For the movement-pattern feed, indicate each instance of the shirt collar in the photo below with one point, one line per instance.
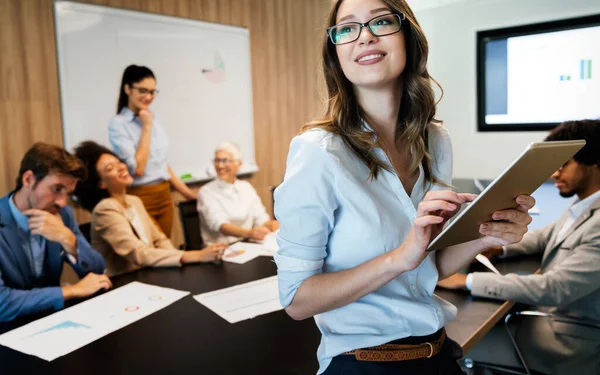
(127, 113)
(580, 206)
(224, 185)
(18, 215)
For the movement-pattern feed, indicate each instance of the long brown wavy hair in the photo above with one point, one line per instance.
(344, 115)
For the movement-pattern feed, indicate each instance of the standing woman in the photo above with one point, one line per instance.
(138, 138)
(364, 193)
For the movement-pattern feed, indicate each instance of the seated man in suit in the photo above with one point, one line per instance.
(569, 282)
(38, 232)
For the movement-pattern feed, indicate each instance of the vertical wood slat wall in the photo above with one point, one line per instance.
(285, 38)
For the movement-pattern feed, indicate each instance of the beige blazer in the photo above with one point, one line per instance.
(114, 236)
(568, 285)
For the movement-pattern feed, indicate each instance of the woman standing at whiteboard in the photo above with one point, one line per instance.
(139, 139)
(364, 193)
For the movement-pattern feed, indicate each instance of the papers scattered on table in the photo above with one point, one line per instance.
(486, 262)
(243, 301)
(242, 252)
(70, 329)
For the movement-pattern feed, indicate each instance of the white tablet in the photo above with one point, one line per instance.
(524, 175)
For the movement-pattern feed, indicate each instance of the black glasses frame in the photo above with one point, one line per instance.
(400, 16)
(145, 91)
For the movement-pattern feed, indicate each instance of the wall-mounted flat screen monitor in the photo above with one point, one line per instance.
(534, 77)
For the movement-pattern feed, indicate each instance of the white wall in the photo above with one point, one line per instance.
(451, 33)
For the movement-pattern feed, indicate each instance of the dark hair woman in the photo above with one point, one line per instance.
(122, 231)
(365, 191)
(138, 138)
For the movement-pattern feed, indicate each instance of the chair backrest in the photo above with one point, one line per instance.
(86, 230)
(190, 223)
(272, 190)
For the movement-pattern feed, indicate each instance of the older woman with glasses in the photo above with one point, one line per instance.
(230, 208)
(137, 137)
(365, 191)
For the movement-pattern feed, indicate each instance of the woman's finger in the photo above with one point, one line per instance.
(503, 227)
(507, 238)
(513, 216)
(427, 207)
(526, 200)
(447, 195)
(424, 221)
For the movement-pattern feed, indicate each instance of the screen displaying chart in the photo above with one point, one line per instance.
(542, 78)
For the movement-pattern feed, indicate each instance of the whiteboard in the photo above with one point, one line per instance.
(202, 72)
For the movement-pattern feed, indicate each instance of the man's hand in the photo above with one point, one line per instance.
(87, 286)
(52, 228)
(454, 282)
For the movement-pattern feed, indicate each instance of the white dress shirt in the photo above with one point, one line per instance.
(578, 207)
(333, 217)
(220, 202)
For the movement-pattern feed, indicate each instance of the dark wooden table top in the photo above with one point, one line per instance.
(188, 338)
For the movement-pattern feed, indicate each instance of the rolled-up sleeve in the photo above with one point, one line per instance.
(305, 204)
(122, 143)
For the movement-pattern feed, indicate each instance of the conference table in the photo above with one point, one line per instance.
(187, 337)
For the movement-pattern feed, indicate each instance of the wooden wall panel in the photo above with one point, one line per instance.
(285, 37)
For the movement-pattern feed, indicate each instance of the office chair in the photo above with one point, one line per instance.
(86, 230)
(272, 190)
(540, 314)
(537, 314)
(190, 223)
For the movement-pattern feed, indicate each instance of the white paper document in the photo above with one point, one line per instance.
(70, 329)
(243, 301)
(242, 252)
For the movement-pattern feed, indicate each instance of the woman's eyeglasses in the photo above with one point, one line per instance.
(379, 26)
(224, 160)
(145, 91)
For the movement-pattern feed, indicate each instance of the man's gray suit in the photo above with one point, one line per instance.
(568, 285)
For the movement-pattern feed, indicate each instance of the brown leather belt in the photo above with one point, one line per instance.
(398, 352)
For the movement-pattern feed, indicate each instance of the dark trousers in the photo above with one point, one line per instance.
(444, 363)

> **Exercise instructions**:
Repeat all the data as it stands, dropping any images it holds.

> **Finished task**:
For the movement-pattern feed, indicate each instance of the shirt collar in the photo below with one point, one line per instance.
(127, 113)
(580, 206)
(224, 185)
(18, 215)
For the movement-pattern feed, indicate each instance of the long brown wavy hair in the photo above with one point, one line per instance.
(344, 115)
For the movement-pattern feed, indicate each instance of the standing woman in the photo above with one point, one line per instance.
(138, 138)
(364, 193)
For the movement-pattern feed, indicate each instance of the seated man in suit in the photo above with one point, one line per instance.
(569, 282)
(38, 232)
For the movement-pattern feed, indicate each instance of the vertical wood slat wall in the photo above with one point, one line per instance.
(285, 38)
For the movement-pattern feed, indicate each instance of the beige blazer in the photo above with one point, one line per instance.
(114, 236)
(568, 285)
For the movement-pattern feed, indicate each instance of the woman standing at whiteboard in the photo above with one point, one line per instance.
(139, 139)
(364, 193)
For the movement-pattern feed, indicate each instance of the papers scattered on table in the photo above with one point, one line per instance.
(486, 262)
(243, 301)
(242, 252)
(70, 329)
For the movement-pattern feed, indicate each instance of the white tablet in the photo above with one point, one line per instance.
(524, 175)
For the movement-pattern feed, indicate each instance of the black glasses frame in the photo above with one point, one line per instance.
(400, 16)
(145, 91)
For the movement-pattern feed, indicate each instance of the wall-mounted flat screen monitor in the photo above with one point, one line per instance.
(534, 77)
For the movement-pattern feed, indicate each instance of the white wall in the photo above with one point, one line per instance.
(451, 33)
For the movement-pattern feed, indicate each instance of the dark hair woman in the photo above with one point, one line per instance.
(122, 231)
(365, 191)
(138, 138)
For the movement-pattern feed, indicate each instance of the chair backrest in the photo above with one point, one line per instance.
(86, 230)
(190, 223)
(272, 190)
For the movement-pattern feed, indicate each instance of the older woman with glasses in the photo above with one point, one line per instance.
(230, 208)
(137, 137)
(365, 191)
For the movement-pattern feed, indicate each instance of the woman's finger in the photo above with one point, one line per instance.
(503, 227)
(507, 238)
(513, 216)
(427, 207)
(526, 200)
(447, 195)
(424, 221)
For the movement-pattern feed, indicate each instance of the screen displaying chart in the photo above with one point, one line per instance.
(542, 78)
For the movement-pattern feed, indicate each instance of the whiteboard in the photo above with one point, one line per instance.
(202, 72)
For the movement-pattern feed, indicate each instance of the man's hand in the photo above with one point, one line per instance.
(87, 286)
(52, 228)
(454, 282)
For the movement-pattern feed, indicate each instance of the white dress shirt in the photo above with one point, one line per instance.
(578, 207)
(333, 217)
(220, 202)
For the movement-pattern feed, indicate each instance of the dark wooden table top in the photo above with one point, one line per instance.
(188, 338)
For the movement-pattern feed, indicate each instance of the rolled-up sleeve in the photo above with one point, one line per instance.
(305, 204)
(122, 143)
For the movement-pattern feed, indicate each instance of the conference table in the photo above with one point, one line per instance.
(187, 337)
For the movement-pattern feed, indicate each instance of the wooden wall panel in the photo above with one point, one line per instance.
(285, 37)
For the movement-pattern feed, indicate each instance of the office chair in the photo above with one point, one line per instance.
(86, 230)
(272, 190)
(540, 314)
(537, 314)
(190, 223)
For the movement-pattern feed, indicate each instance of the white paper document in the photo above with one point, one line per instance.
(70, 329)
(243, 301)
(242, 252)
For the movement-pattern feed, indicate each instance of the woman's eyeglasses in the photo above with one point, one line per instance.
(379, 26)
(224, 160)
(145, 91)
For the movement-pattern feed, indicate each instance of the man's gray suit in the photo above with one point, one line per instance.
(568, 285)
For the movement-pattern feed, indicate each instance of the brown leather belt in the photo above with one point, one line per instance.
(398, 352)
For the movement-pattern feed, indicate each instance of the dark trousers in the photo above with one point, one line per instance.
(444, 363)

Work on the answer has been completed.